## Article
┌──

Les pêcheurs de Kayar reprochent à leurs collègues de Mboro la pêche au mono-filament qu’ils pratiqueraient alors qu’elle est interdite. Il faut dire qu’entre pêcheurs de Kayar et de Mboro depuis 2005, leurs relations sont extrêmement tendues. Les pécheurs se sont donné rendez-vous en pleine mer pour solder leur compte. plus de quinze jeunes pêcheurs de Kayar ont été brûlés en haute mer par les pêcheurs de Mboro.
En toile de fond de tous ces affrontements, plane les difficultés d’un secteur spolié, maltraité, et complètement laissé en rade par les politiques publiques. Il y a ici et là, des bricolages des arrangements, mais jusqu’ici pas de réelle volonté politique. Et en attendant, la pêche industrielle tue celle dite traditionnelle qui emploie 600 000 pêcheurs, soit plus de 17% de la population active. Pour Karim Sall leader syndical dans la pêche, le responsable est tout trouvé: c’est l’Etat du Sénégal. Sans épargner les bateaux étrangers qui pillent les ressources, Karim Sall pense que les premiers responsables sont les dirigeants sénégalais.

└──

## Consigne
Recopiez sans rien modifier le passage de l'article sur les pêcheurs de Kayar et de Mboro qui s'ouvre sur les mots contenant « En toile de » et se termine par « les dirigeants sénégalais. ».

## Données fournies
┌──

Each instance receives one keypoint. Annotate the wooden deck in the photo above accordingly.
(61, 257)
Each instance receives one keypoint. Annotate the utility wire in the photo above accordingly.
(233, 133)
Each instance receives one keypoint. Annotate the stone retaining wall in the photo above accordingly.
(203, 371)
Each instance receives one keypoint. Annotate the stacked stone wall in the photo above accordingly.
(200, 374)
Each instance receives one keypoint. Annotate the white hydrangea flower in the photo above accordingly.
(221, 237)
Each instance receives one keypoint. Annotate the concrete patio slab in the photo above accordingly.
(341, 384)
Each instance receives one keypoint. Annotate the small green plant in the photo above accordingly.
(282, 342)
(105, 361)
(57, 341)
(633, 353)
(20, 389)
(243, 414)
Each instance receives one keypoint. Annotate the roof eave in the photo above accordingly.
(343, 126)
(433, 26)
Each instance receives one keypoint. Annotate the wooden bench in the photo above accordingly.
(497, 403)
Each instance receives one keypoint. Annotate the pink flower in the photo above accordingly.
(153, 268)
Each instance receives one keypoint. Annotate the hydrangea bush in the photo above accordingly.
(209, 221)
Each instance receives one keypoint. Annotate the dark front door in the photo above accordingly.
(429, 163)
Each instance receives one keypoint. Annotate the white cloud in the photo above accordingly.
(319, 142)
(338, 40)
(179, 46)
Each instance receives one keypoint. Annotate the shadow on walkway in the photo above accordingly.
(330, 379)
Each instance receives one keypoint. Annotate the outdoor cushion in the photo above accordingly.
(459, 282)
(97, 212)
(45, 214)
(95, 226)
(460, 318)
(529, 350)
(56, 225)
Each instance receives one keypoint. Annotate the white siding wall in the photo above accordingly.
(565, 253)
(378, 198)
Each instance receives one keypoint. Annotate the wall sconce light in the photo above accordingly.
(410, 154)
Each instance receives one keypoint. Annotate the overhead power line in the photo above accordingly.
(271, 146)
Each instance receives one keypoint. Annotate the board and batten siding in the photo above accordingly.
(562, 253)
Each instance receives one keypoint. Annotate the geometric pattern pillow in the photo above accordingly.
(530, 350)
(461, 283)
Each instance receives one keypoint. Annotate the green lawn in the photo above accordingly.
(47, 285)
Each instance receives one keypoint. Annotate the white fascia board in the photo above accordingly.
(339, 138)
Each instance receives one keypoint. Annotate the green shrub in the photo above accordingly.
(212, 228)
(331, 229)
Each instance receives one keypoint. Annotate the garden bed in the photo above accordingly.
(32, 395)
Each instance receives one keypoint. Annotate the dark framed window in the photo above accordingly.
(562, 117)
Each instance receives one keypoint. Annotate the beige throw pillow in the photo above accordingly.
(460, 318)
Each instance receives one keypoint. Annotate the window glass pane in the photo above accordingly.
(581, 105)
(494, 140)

└──

## Réponse
En toile de fond de tous ces affrontements, plane les difficultés d’un secteur spolié, maltraité, et complètement laissé en rade par les politiques publiques. Il y a ici et là, des bricolages des arrangements, mais jusqu’ici pas de réelle volonté politique. Et en attendant, la pêche industrielle tue celle dite traditionnelle qui emploie 600 000 pêcheurs, soit plus de 17% de la population active. Pour Karim Sall leader syndical dans la pêche, le responsable est tout trouvé: c’est l’Etat du Sénégal. Sans épargner les bateaux étrangers qui pillent les ressources, Karim Sall pense que les premiers responsables sont les dirigeants sénégalais.